Short problem -
Could you print every one of the records below back word for word, leaving nothing out and changing nothing?

>>>>

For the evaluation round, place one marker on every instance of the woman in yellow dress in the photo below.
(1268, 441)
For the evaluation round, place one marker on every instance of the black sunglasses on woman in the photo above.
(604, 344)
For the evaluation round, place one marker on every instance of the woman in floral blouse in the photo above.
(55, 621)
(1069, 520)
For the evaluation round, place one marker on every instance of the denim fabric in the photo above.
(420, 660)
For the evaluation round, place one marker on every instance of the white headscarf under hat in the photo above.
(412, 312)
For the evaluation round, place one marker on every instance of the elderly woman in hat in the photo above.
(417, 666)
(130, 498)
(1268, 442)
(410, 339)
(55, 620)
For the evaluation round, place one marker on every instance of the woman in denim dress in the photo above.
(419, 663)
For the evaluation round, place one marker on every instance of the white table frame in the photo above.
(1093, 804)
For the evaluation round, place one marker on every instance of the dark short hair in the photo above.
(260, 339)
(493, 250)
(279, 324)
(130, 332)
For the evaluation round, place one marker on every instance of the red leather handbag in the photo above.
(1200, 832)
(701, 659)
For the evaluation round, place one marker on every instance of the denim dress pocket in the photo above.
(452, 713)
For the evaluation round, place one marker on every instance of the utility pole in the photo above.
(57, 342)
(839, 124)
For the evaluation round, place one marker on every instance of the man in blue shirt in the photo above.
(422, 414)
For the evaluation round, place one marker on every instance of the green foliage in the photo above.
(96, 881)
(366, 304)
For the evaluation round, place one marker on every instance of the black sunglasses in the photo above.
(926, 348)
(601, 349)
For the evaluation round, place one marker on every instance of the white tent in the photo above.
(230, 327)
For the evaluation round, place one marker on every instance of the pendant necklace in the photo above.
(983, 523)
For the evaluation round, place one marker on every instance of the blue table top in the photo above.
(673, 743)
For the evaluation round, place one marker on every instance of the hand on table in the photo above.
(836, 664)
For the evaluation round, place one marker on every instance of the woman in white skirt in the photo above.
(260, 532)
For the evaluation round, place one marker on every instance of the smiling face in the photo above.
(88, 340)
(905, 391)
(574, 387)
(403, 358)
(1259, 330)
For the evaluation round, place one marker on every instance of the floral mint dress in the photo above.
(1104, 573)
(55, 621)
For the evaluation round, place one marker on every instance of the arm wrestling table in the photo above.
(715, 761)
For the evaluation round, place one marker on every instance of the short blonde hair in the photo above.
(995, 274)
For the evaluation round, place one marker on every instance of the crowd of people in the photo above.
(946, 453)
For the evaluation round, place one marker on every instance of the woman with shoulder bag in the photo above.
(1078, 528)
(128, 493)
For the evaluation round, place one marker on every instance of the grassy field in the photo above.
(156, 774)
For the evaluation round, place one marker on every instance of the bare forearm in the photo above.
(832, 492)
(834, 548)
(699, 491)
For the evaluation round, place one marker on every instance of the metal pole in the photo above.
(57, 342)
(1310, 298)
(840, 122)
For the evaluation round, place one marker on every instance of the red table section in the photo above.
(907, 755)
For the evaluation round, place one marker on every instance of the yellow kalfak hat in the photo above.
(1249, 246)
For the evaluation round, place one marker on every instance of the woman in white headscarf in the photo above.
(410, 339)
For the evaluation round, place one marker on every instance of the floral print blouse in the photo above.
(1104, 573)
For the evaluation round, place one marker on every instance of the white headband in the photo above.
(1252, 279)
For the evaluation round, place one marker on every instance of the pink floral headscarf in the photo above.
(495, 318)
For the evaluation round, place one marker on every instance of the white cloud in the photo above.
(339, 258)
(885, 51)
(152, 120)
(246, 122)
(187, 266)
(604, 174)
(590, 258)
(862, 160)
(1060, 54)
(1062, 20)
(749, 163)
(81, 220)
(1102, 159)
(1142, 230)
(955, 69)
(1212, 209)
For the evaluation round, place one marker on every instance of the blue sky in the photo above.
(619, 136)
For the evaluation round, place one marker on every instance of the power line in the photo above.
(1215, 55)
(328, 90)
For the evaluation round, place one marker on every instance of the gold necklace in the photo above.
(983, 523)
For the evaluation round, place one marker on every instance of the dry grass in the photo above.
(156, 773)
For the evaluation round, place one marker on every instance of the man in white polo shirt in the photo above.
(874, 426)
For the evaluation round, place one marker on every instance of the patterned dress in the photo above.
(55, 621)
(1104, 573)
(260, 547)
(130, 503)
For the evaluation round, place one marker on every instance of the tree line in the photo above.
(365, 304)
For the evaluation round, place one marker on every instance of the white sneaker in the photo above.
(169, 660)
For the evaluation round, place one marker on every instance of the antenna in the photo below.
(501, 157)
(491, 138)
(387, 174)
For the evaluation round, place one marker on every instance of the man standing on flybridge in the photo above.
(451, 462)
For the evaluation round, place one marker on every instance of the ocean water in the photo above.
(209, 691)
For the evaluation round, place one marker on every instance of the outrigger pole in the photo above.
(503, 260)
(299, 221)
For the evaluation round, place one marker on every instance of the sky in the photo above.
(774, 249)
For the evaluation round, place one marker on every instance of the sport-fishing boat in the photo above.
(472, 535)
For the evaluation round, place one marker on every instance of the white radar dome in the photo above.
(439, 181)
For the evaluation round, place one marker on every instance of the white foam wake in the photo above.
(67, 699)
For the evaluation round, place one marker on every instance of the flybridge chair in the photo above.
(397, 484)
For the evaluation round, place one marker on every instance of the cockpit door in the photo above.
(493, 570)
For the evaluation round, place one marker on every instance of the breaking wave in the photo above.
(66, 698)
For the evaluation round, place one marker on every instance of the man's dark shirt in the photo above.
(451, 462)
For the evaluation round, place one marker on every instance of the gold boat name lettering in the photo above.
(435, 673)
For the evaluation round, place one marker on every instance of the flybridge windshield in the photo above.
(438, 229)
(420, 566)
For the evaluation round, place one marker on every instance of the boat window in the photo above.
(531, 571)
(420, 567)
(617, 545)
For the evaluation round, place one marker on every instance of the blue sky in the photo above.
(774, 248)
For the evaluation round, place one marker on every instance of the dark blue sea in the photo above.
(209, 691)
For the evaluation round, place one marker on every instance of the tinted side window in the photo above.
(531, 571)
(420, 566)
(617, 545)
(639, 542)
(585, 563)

<<<<

Written reply -
For the evaluation round, place one marker on every instance of the woman in yellow dress in the photo below.
(1268, 441)
For the evaluation round, place one marker on every instance of the black sunglasses on woman in the photo above.
(604, 344)
For the evaluation round, place one marker on every instance of the woman in floral blouse in the photo above.
(55, 621)
(1069, 520)
For the evaluation round, place one marker on every instance of the denim fabric in the photo above.
(420, 660)
For the evaluation round, place one marker on every instance of the white headscarf under hat in the photo above.
(412, 312)
For the evaluation round, place one marker on every instance of the elderly woman in hat in the photo above.
(417, 666)
(130, 498)
(1268, 442)
(410, 339)
(55, 620)
For the evaluation round, place one marker on every instance of the woman in denim dress in the photo above.
(419, 663)
For the evaluation round, place one marker on every instance of the white table frame in the photo above.
(1093, 804)
For the evaluation round, place one marker on every instance of the dark short hair in the photo above.
(260, 339)
(493, 250)
(279, 324)
(130, 332)
For the evaluation round, place one marker on every instance of the red leather handbag in the photo above.
(1200, 832)
(701, 659)
For the evaluation round, place one marker on every instance of the denim dress pocket in the photo above.
(452, 713)
For the evaluation round, place one marker on every instance of the utility pole in the photo above.
(57, 342)
(839, 124)
For the evaluation round, place one marker on every instance of the man in blue shirt in the photo above.
(422, 414)
For the evaluation round, place one marker on every instance of the green foliage in the photo above.
(96, 881)
(366, 304)
For the evaluation round, place one marker on every instance of the black sunglasses in the photo above.
(926, 348)
(601, 349)
For the evaluation round, place one marker on every instance of the white tent in the photo above.
(230, 327)
For the evaluation round, place one marker on every instance of the pendant necklace in the photo above.
(983, 523)
For the evaluation round, place one marker on every instance of the blue table top in the photo above.
(673, 743)
For the evaluation round, place one marker on every instance of the hand on table in the photo above.
(836, 664)
For the evaluation round, place one marker on every instance of the woman in white skirt in the photo above.
(260, 532)
For the evaluation round, place one marker on every instance of the smiling face in the photo above.
(88, 340)
(905, 391)
(574, 387)
(403, 358)
(1259, 330)
For the evaluation round, place one marker on every instance of the floral mint dress in the photo above.
(1104, 573)
(55, 621)
For the evaluation round, place one marker on every instance of the arm wrestling table in the photo above.
(715, 761)
For the evaluation round, place one marker on every instance of the short blonde hair in the photo above.
(995, 274)
For the evaluation round, place one marker on every instance of the crowd of people in the photo above.
(946, 453)
For the evaluation round, place one marker on every instance of the woman with shoulder bag in the photo above.
(1078, 528)
(128, 493)
For the evaluation round, place one marker on every instance of the grassy field in the photo above.
(156, 774)
For the evaluation round, place one marker on every instance of the bare forearm in the photo above.
(832, 492)
(834, 548)
(699, 491)
For the evaluation round, place one marker on every instance of the metal pole in the photo above.
(57, 342)
(1310, 298)
(840, 122)
For the evaluation round, place one marker on every instance of the red table section in the photo above.
(907, 755)
For the evaluation round, place one marker on every instance of the yellow kalfak hat in the photo above.
(1249, 246)
For the evaluation round, place one marker on every instance of the woman in white headscarf in the photo above.
(410, 339)
For the evaluation round, place one marker on every instance of the floral print blouse in the photo above.
(1104, 573)
For the evaluation round, place one marker on every instance of the white headband in the photo above.
(1252, 279)
For the evaluation round, place one marker on every instance of the pink floral headscarf in the photo above.
(495, 318)
For the evaluation round, place one marker on every instance of the white cloud in the photo above.
(339, 258)
(885, 51)
(152, 120)
(246, 122)
(187, 266)
(604, 174)
(590, 258)
(862, 160)
(1060, 54)
(1062, 20)
(749, 163)
(81, 220)
(1102, 159)
(1142, 230)
(955, 69)
(1212, 209)
For the evaluation round, place one marker on every instance of the blue sky in the photo above.
(619, 136)
For the evaluation round, place one marker on every instance of the power line in the photo above.
(1215, 55)
(328, 90)
For the evaluation round, place one marker on every instance of the gold necklace in the photo above.
(983, 523)
For the evaluation round, place one marker on every instance of the dry grass in the photo above.
(156, 773)
For the evaluation round, place one marker on every instance of the man in white polo shirt in the photo above.
(874, 426)
For the evaluation round, place one marker on every instance of the patterned dress in the photo above.
(55, 621)
(1104, 573)
(260, 547)
(130, 503)
For the evaluation round, place one marker on every instance of the tree line in the photo above.
(365, 304)
For the evaluation round, place one marker on every instance of the white sneaker in the photo above.
(169, 660)
For the evaluation round, place one marker on every instance of the antenna in the photo below.
(501, 157)
(491, 138)
(387, 174)
For the evaluation round, place one marker on every instance of the man standing on flybridge in the photo above.
(451, 462)
For the evaluation round, place one marker on every instance of the ocean water in the photo above.
(209, 691)
For the evaluation round, place one marker on every instance of the outrigger pole in the photo above.
(503, 260)
(299, 221)
For the evaluation round, place one marker on every instance of the sky in the photo above.
(774, 249)
For the evaluation round, place one marker on every instance of the sport-fishing boat in the photo above.
(472, 535)
For the evaluation round, place one marker on every instance of the white radar dome in the photo above.
(439, 181)
For the evaluation round, place one marker on every instance of the white foam wake in the photo above.
(67, 699)
For the evaluation round, place one marker on every instance of the flybridge chair in the photo above.
(397, 484)
For the evaluation round, place one marker on every instance of the cockpit door in the photo above.
(493, 570)
For the evaluation round, place one marker on every instance of the breaking wave in the photo above.
(66, 698)
For the evaluation round, place one marker on every instance of the man's dark shirt in the photo above.
(451, 462)
For the evaluation round, place one marker on every instance of the gold boat name lettering in the photo above.
(435, 673)
For the evaluation round, place one marker on every instance of the flybridge windshield in the photo above.
(438, 229)
(420, 566)
For the evaluation round, place one marker on every instance of the boat window in the photo above.
(531, 571)
(420, 567)
(617, 545)
For the evaluation round, place one marker on every instance of the blue sky in the photo above.
(774, 248)
For the evaluation round, place one marker on every instance of the dark blue sea in the photo above.
(209, 691)
For the evaluation round, place one marker on every instance of the tinted side window in the photo above.
(531, 571)
(420, 566)
(617, 545)
(639, 542)
(585, 563)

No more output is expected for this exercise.